▶ ASSIGNED TASK
Every line below is to be set down again exactly; any image stays out.
─── STORED DATA ───
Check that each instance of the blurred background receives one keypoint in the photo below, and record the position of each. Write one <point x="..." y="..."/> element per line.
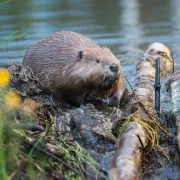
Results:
<point x="125" y="26"/>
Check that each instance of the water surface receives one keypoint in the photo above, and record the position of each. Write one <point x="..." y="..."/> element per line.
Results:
<point x="126" y="27"/>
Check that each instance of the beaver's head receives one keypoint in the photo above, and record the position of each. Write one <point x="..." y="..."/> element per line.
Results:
<point x="98" y="68"/>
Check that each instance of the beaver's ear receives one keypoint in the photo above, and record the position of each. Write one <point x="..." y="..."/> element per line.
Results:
<point x="80" y="54"/>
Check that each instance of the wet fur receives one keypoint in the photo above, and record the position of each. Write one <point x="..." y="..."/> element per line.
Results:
<point x="55" y="61"/>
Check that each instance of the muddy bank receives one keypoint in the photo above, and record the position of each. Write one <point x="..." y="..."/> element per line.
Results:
<point x="89" y="132"/>
<point x="91" y="128"/>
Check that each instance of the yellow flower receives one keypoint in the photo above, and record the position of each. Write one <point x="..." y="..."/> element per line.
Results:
───
▶ EXPECTED ANSWER
Check that each instance of the blurred background receives one keypoint in the photo below, and record the position of each. Write one <point x="..." y="..."/> element per line.
Results:
<point x="125" y="26"/>
Check that each instance of the water surface receives one keypoint in the photo above, and record the position of each. Write one <point x="..." y="..."/> element per line.
Results:
<point x="126" y="27"/>
Check that each instance of the beaver's head receives one keypoint in the photo above, and record the position of each. Write one <point x="..." y="..."/> element per line.
Results:
<point x="98" y="68"/>
Check that each instance of the beaver's ear receives one keypoint in the photo above, and record the position of each. Write one <point x="..." y="..."/> element per line.
Results:
<point x="80" y="54"/>
Check that each instance of the wet fur receives one keypoint in the photo above, and record the position of each. Write one <point x="..." y="..."/> element per line.
Results:
<point x="55" y="61"/>
Check that each instance of the muddy bank receives one keypoint in the photo above, and record the position of each. Write one <point x="..." y="..."/> element per line.
Results:
<point x="89" y="132"/>
<point x="91" y="128"/>
Check that each instance of the yellow flower receives one keypoint in the photo above, and record the position of each. Write one <point x="..." y="..."/> element per line.
Results:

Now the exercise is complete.